Problem to solve:
Replace every "Drop" in the items below with "Place" and write out the items again, with all other text unchanged and the pictures left out.

Dataset extract:

§ §

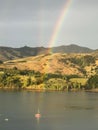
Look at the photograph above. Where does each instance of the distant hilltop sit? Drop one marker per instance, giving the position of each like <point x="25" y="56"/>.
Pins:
<point x="9" y="53"/>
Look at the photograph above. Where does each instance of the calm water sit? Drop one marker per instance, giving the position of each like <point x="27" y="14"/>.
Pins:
<point x="59" y="110"/>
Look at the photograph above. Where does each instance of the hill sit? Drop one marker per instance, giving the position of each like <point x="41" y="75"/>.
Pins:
<point x="8" y="53"/>
<point x="67" y="64"/>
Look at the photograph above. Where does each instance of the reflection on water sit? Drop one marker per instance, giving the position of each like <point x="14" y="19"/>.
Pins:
<point x="59" y="110"/>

§ §

Solution for this exercise:
Look at the photograph above. Where does each instance of the distant hilltop sit? Place one marker per instance, giving the position of each like <point x="25" y="56"/>.
Pins:
<point x="9" y="53"/>
Look at the photograph above. Where does each instance of the calm water sit? Place one marker per instance, giving the position of each like <point x="27" y="14"/>.
Pins:
<point x="59" y="110"/>
Look at the photograph above. Where does each instance of the hill sit? Place one marker per instance, giving the position of each like <point x="41" y="75"/>.
Pins:
<point x="8" y="53"/>
<point x="67" y="64"/>
Look at the photograph above. Where does each instance of the reflection on water sit? Place one marker per instance, giving the position of each like <point x="14" y="19"/>.
Pins:
<point x="59" y="110"/>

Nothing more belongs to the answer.